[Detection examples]
● ● ● ● ●
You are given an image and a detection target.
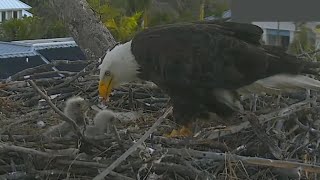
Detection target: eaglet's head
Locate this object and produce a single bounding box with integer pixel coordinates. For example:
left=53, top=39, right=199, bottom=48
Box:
left=99, top=41, right=139, bottom=100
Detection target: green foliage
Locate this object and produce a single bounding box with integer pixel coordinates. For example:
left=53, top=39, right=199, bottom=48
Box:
left=87, top=0, right=143, bottom=41
left=204, top=0, right=229, bottom=17
left=105, top=12, right=142, bottom=41
left=289, top=25, right=315, bottom=54
left=0, top=16, right=67, bottom=41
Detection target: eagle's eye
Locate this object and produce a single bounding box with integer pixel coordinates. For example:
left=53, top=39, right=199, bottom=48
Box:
left=104, top=71, right=111, bottom=76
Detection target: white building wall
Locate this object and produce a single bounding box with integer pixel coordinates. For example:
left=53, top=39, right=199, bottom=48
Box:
left=252, top=22, right=296, bottom=43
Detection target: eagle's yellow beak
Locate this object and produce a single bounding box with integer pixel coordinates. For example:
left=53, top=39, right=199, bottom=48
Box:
left=99, top=76, right=113, bottom=101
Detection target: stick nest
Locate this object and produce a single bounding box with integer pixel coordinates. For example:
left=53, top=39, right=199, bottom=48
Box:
left=0, top=61, right=320, bottom=180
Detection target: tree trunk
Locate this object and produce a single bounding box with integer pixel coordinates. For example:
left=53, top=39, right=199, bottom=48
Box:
left=49, top=0, right=116, bottom=59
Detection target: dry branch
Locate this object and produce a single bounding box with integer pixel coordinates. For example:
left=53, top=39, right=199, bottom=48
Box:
left=208, top=99, right=315, bottom=140
left=167, top=148, right=320, bottom=173
left=28, top=80, right=83, bottom=139
left=94, top=107, right=173, bottom=180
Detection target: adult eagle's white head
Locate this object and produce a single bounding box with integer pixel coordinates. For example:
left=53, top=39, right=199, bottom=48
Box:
left=99, top=41, right=139, bottom=100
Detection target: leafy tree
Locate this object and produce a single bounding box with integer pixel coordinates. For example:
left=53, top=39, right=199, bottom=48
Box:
left=0, top=16, right=67, bottom=41
left=105, top=12, right=142, bottom=41
left=87, top=0, right=143, bottom=41
left=0, top=0, right=68, bottom=41
left=288, top=24, right=315, bottom=54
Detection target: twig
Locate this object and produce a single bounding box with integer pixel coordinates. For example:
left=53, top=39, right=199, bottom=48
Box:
left=10, top=60, right=93, bottom=81
left=57, top=159, right=133, bottom=180
left=166, top=148, right=320, bottom=173
left=93, top=107, right=173, bottom=180
left=149, top=163, right=210, bottom=179
left=247, top=114, right=283, bottom=159
left=0, top=143, right=61, bottom=158
left=208, top=99, right=314, bottom=140
left=28, top=80, right=83, bottom=138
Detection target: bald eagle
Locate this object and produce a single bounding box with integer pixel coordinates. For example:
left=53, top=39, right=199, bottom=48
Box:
left=99, top=21, right=320, bottom=136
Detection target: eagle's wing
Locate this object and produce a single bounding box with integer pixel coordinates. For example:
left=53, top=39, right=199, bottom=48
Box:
left=132, top=22, right=318, bottom=89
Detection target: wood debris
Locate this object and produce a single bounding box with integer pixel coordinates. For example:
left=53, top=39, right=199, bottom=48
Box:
left=0, top=61, right=320, bottom=180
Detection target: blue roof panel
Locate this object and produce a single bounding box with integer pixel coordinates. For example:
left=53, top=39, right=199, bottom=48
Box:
left=0, top=42, right=32, bottom=55
left=0, top=0, right=31, bottom=11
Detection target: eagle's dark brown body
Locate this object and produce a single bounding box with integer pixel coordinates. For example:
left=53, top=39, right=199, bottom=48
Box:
left=131, top=22, right=316, bottom=123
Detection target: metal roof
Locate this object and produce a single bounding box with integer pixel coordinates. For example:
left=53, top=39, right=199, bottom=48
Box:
left=0, top=42, right=34, bottom=58
left=22, top=10, right=33, bottom=17
left=0, top=0, right=31, bottom=11
left=0, top=37, right=78, bottom=58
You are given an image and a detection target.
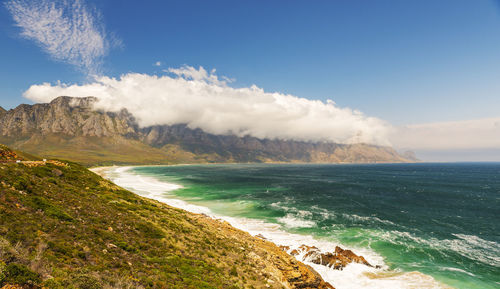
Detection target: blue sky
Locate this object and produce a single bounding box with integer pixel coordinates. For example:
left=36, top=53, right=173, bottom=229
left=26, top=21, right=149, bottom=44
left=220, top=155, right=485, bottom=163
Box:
left=0, top=0, right=500, bottom=159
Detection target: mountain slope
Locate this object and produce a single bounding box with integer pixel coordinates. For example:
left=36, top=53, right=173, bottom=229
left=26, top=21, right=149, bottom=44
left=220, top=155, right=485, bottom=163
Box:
left=0, top=96, right=409, bottom=165
left=0, top=146, right=332, bottom=289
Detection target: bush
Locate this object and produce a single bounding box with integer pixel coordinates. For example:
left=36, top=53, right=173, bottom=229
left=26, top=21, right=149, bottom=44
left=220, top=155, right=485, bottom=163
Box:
left=73, top=274, right=102, bottom=289
left=4, top=263, right=42, bottom=285
left=0, top=261, right=5, bottom=286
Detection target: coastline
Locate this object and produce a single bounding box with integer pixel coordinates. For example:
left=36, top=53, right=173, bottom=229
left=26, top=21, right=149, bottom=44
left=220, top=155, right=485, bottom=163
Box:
left=90, top=166, right=452, bottom=289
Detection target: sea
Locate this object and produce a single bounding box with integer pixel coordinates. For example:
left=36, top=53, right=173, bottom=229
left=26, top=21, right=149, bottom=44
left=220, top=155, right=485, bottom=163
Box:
left=101, top=163, right=500, bottom=289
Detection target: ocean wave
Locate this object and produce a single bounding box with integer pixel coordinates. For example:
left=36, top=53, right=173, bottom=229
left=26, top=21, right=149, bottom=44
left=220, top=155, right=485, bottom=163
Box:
left=277, top=214, right=316, bottom=229
left=373, top=230, right=500, bottom=267
left=101, top=167, right=450, bottom=289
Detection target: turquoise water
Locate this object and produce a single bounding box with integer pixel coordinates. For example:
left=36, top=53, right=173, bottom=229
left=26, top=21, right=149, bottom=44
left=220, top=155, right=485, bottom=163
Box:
left=127, top=163, right=500, bottom=288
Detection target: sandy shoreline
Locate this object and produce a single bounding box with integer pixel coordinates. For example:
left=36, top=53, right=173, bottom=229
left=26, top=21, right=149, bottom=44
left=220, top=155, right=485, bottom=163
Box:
left=90, top=166, right=451, bottom=289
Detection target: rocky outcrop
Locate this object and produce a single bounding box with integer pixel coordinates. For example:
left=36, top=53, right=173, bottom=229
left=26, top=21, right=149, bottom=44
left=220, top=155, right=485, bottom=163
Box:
left=0, top=96, right=416, bottom=164
left=280, top=245, right=374, bottom=270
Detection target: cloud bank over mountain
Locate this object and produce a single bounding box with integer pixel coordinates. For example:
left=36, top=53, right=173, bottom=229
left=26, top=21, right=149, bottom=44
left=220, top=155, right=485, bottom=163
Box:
left=24, top=66, right=391, bottom=145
● ● ● ● ●
[Task instructions]
Could you write out the lines from the one with "Detection target: bush" through the one with "left=73, top=274, right=102, bottom=289", both included, with 42 added to every coordinate in the answers and the requests, including their sample coordinates, kept unchanged?

[Output]
Detection target: bush
Locate this object and produce a single bounding box with integer pixel coordinates. For example:
left=36, top=53, right=173, bottom=229
left=26, top=21, right=149, bottom=44
left=220, top=155, right=485, bottom=163
Box:
left=115, top=316, right=144, bottom=331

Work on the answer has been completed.